* **Given information**:
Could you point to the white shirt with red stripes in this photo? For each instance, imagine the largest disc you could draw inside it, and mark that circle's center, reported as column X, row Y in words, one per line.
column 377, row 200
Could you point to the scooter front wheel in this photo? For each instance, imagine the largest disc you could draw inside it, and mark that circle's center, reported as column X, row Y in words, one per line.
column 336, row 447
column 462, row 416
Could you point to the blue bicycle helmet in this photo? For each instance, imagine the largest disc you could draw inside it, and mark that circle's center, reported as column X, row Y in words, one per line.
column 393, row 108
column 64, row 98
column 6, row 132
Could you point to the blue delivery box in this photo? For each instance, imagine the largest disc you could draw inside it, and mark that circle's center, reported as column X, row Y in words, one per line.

* **Task to carry out**:
Your task is to repeat every entry above exactly.

* **Written solution**:
Could you point to the white shirt with red stripes in this photo? For each instance, imagine the largest disc you could draw inside it, and mark that circle's center, reported as column X, row Y in words, one per line.
column 377, row 200
Could you point to the scooter front wheel in this photo? For each instance, imagine the largest disc you could draw inside it, and mark that circle's center, reported as column X, row Y in words, one per line.
column 336, row 447
column 462, row 416
Could you point to the blue bicycle helmet in this photo? For each instance, imagine the largest disc you could draw inside it, and mark that circle's center, reported as column X, row Y in words, one per line.
column 393, row 108
column 64, row 98
column 6, row 132
Could you point to the blue delivery box in this photo? For each instance, imagine the largest disc you could draw inside it, and mark that circle's center, reported as column X, row Y in words, one per line.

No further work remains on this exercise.